→ Your instructions
Below are some records; return each one exactly as written.

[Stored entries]
# # # # #
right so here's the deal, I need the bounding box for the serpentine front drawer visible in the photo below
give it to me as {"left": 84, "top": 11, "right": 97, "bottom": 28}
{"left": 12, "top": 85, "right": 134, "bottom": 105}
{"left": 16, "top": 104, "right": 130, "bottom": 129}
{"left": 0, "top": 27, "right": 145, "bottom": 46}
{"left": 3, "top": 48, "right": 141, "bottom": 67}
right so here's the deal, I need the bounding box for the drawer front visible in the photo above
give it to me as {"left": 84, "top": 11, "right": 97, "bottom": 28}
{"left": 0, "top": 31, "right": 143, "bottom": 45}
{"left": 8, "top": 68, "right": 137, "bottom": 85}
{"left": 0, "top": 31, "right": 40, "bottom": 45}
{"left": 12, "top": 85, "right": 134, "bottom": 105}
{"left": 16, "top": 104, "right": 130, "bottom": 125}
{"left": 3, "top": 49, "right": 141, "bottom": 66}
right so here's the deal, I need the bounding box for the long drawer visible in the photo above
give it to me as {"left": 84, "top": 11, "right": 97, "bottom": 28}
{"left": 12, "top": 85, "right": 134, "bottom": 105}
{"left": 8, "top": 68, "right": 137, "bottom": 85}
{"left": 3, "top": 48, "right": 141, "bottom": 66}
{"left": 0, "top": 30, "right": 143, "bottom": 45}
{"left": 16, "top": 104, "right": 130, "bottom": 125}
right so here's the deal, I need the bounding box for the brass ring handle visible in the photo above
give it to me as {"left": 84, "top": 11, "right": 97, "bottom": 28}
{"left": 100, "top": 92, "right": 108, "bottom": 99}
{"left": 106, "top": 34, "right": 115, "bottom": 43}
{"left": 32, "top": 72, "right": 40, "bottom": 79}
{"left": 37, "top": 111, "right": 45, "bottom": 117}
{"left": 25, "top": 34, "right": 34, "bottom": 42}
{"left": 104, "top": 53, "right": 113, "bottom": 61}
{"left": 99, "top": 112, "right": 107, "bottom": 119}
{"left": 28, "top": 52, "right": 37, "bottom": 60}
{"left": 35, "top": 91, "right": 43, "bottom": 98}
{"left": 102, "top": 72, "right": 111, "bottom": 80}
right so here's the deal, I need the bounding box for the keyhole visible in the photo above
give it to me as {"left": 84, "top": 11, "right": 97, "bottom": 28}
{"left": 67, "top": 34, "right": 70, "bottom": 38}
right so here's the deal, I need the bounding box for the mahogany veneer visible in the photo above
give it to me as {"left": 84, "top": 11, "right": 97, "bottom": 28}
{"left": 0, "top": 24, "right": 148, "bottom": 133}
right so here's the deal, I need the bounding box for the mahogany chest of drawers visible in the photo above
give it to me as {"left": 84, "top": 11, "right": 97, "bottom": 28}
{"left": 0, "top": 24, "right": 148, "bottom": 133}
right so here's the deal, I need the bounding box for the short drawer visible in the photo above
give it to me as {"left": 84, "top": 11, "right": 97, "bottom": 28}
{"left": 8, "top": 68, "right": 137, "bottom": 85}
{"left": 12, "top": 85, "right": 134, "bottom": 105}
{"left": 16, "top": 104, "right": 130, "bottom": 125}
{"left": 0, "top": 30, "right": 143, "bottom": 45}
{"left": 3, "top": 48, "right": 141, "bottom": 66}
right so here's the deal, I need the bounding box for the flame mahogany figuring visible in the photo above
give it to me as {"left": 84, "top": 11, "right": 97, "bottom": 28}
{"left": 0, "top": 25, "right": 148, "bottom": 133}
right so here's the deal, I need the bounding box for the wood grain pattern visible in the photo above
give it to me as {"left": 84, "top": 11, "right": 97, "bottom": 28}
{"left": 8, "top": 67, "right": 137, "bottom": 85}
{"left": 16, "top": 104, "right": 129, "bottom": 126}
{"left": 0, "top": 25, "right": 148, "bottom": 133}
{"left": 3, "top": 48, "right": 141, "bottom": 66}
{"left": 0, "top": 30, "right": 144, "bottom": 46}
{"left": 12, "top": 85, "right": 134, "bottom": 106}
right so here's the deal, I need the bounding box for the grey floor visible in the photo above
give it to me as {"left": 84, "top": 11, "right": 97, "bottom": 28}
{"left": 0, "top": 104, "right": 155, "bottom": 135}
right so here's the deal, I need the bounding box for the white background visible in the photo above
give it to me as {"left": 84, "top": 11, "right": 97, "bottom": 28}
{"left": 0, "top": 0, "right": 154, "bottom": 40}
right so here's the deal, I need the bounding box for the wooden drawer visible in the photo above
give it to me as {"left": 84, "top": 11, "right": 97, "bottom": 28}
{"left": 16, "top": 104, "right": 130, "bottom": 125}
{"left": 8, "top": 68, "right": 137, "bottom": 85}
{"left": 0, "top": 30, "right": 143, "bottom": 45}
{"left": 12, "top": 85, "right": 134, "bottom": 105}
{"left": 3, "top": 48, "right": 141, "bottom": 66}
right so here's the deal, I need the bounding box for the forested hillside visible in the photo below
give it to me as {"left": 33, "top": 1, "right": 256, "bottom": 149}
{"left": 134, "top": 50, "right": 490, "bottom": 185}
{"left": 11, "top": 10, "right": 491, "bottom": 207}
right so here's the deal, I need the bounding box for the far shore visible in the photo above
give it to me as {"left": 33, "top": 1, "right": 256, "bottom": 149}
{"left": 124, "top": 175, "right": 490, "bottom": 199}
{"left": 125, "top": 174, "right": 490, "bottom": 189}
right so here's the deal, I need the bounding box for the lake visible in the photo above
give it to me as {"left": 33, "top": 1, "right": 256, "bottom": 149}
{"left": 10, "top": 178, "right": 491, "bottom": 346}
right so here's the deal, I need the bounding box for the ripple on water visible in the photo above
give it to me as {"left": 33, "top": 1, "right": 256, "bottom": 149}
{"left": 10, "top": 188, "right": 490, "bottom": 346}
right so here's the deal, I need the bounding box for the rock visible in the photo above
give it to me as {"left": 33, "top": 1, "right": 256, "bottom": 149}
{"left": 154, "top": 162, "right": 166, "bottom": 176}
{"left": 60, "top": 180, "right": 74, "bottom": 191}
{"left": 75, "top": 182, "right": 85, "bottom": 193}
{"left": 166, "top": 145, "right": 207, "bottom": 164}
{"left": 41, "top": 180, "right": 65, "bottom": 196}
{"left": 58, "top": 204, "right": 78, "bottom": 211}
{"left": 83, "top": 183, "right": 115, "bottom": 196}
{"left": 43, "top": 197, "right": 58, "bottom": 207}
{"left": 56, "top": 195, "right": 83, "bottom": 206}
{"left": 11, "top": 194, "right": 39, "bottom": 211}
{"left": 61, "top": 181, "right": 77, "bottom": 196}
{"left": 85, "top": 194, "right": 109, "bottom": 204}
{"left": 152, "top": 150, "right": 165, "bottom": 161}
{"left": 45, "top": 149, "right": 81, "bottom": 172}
# # # # #
→ Exercise answer
right so here's the deal, I need the bounding box for the serpentine front drawer visible in the photo below
give it to me as {"left": 84, "top": 11, "right": 97, "bottom": 28}
{"left": 12, "top": 85, "right": 134, "bottom": 105}
{"left": 16, "top": 104, "right": 130, "bottom": 129}
{"left": 0, "top": 27, "right": 145, "bottom": 46}
{"left": 3, "top": 48, "right": 141, "bottom": 67}
right so here's the deal, I need the bounding box for the drawer front visible in the photo above
give it to me as {"left": 84, "top": 11, "right": 97, "bottom": 28}
{"left": 0, "top": 31, "right": 143, "bottom": 45}
{"left": 8, "top": 68, "right": 137, "bottom": 85}
{"left": 0, "top": 31, "right": 40, "bottom": 45}
{"left": 12, "top": 85, "right": 134, "bottom": 105}
{"left": 16, "top": 104, "right": 130, "bottom": 125}
{"left": 3, "top": 49, "right": 141, "bottom": 66}
right so here's the deal, I need the bounding box for the long drawer visible in the photo above
give it to me as {"left": 84, "top": 11, "right": 97, "bottom": 28}
{"left": 12, "top": 85, "right": 134, "bottom": 105}
{"left": 8, "top": 68, "right": 137, "bottom": 85}
{"left": 3, "top": 48, "right": 141, "bottom": 66}
{"left": 0, "top": 30, "right": 143, "bottom": 45}
{"left": 16, "top": 104, "right": 130, "bottom": 125}
right so here's the deal, I need the bounding box for the brass ring handle visible in the photo above
give it to me as {"left": 84, "top": 11, "right": 97, "bottom": 28}
{"left": 100, "top": 92, "right": 108, "bottom": 99}
{"left": 106, "top": 34, "right": 115, "bottom": 43}
{"left": 32, "top": 72, "right": 40, "bottom": 79}
{"left": 37, "top": 111, "right": 45, "bottom": 117}
{"left": 25, "top": 34, "right": 34, "bottom": 42}
{"left": 104, "top": 53, "right": 113, "bottom": 61}
{"left": 99, "top": 112, "right": 107, "bottom": 119}
{"left": 28, "top": 52, "right": 37, "bottom": 60}
{"left": 35, "top": 91, "right": 43, "bottom": 98}
{"left": 102, "top": 72, "right": 111, "bottom": 80}
right so here's the deal, I need the bounding box for the keyhole visible in the photo above
give it to me as {"left": 84, "top": 11, "right": 97, "bottom": 28}
{"left": 67, "top": 34, "right": 70, "bottom": 38}
right so here's the deal, I need the bounding box for the mahogany veneer visible in the photo above
give it to me as {"left": 84, "top": 11, "right": 97, "bottom": 28}
{"left": 0, "top": 24, "right": 148, "bottom": 133}
right so here's the deal, I need the bounding box for the mahogany chest of drawers visible in the photo above
give it to me as {"left": 84, "top": 11, "right": 97, "bottom": 28}
{"left": 0, "top": 24, "right": 148, "bottom": 133}
right so here's the deal, I need the bounding box for the short drawer visible in the photo above
give it to me as {"left": 84, "top": 11, "right": 97, "bottom": 28}
{"left": 8, "top": 68, "right": 137, "bottom": 85}
{"left": 12, "top": 85, "right": 134, "bottom": 105}
{"left": 16, "top": 104, "right": 130, "bottom": 125}
{"left": 0, "top": 30, "right": 143, "bottom": 45}
{"left": 3, "top": 48, "right": 141, "bottom": 66}
right so here's the deal, I need the bounding box for the flame mahogany figuring visible in the photo above
give it to me as {"left": 84, "top": 11, "right": 97, "bottom": 28}
{"left": 0, "top": 25, "right": 148, "bottom": 133}
right so here's the deal, I need the bounding box for the wood grain pattern visible in the photo above
give it to me as {"left": 84, "top": 11, "right": 97, "bottom": 28}
{"left": 8, "top": 67, "right": 137, "bottom": 85}
{"left": 16, "top": 104, "right": 129, "bottom": 126}
{"left": 0, "top": 25, "right": 148, "bottom": 133}
{"left": 3, "top": 48, "right": 141, "bottom": 66}
{"left": 0, "top": 30, "right": 144, "bottom": 46}
{"left": 12, "top": 85, "right": 134, "bottom": 106}
right so here's the deal, I need the bounding box for the grey floor visible in the photo above
give it to me as {"left": 84, "top": 11, "right": 97, "bottom": 28}
{"left": 0, "top": 104, "right": 155, "bottom": 135}
right so here's the deal, I need the bounding box for the white background visible in the photo above
give it to me as {"left": 84, "top": 11, "right": 97, "bottom": 28}
{"left": 0, "top": 0, "right": 154, "bottom": 40}
right so here's the deal, I need the bounding box for the wooden drawer visible in the photo above
give it to me as {"left": 84, "top": 11, "right": 97, "bottom": 28}
{"left": 16, "top": 104, "right": 130, "bottom": 125}
{"left": 8, "top": 68, "right": 137, "bottom": 85}
{"left": 0, "top": 30, "right": 143, "bottom": 45}
{"left": 12, "top": 85, "right": 134, "bottom": 105}
{"left": 3, "top": 48, "right": 141, "bottom": 66}
right so here's the deal, I need the bounding box for the forested hillside visible in the photo below
give it to me as {"left": 33, "top": 1, "right": 256, "bottom": 149}
{"left": 134, "top": 50, "right": 490, "bottom": 185}
{"left": 11, "top": 10, "right": 491, "bottom": 207}
right so here's the deal, I need the bounding box for the far shore visible in the photo above
give it to me as {"left": 33, "top": 1, "right": 256, "bottom": 149}
{"left": 124, "top": 175, "right": 490, "bottom": 199}
{"left": 125, "top": 174, "right": 490, "bottom": 189}
right so here's the deal, I need the bounding box for the lake visible in the photo above
give it to me as {"left": 33, "top": 1, "right": 256, "bottom": 149}
{"left": 10, "top": 178, "right": 491, "bottom": 346}
right so here's the deal, I need the bounding box for the ripple on water visible in the photo above
give it to me as {"left": 33, "top": 1, "right": 256, "bottom": 149}
{"left": 10, "top": 188, "right": 490, "bottom": 346}
right so here's the deal, I need the bounding box for the rock visible in the photo above
give it to me as {"left": 33, "top": 1, "right": 256, "bottom": 149}
{"left": 154, "top": 162, "right": 166, "bottom": 176}
{"left": 60, "top": 180, "right": 74, "bottom": 191}
{"left": 75, "top": 182, "right": 85, "bottom": 193}
{"left": 166, "top": 145, "right": 207, "bottom": 164}
{"left": 41, "top": 180, "right": 65, "bottom": 196}
{"left": 58, "top": 204, "right": 78, "bottom": 211}
{"left": 83, "top": 183, "right": 115, "bottom": 196}
{"left": 43, "top": 197, "right": 58, "bottom": 207}
{"left": 56, "top": 195, "right": 83, "bottom": 206}
{"left": 11, "top": 194, "right": 39, "bottom": 211}
{"left": 61, "top": 181, "right": 77, "bottom": 196}
{"left": 85, "top": 194, "right": 109, "bottom": 204}
{"left": 152, "top": 150, "right": 165, "bottom": 161}
{"left": 45, "top": 149, "right": 81, "bottom": 172}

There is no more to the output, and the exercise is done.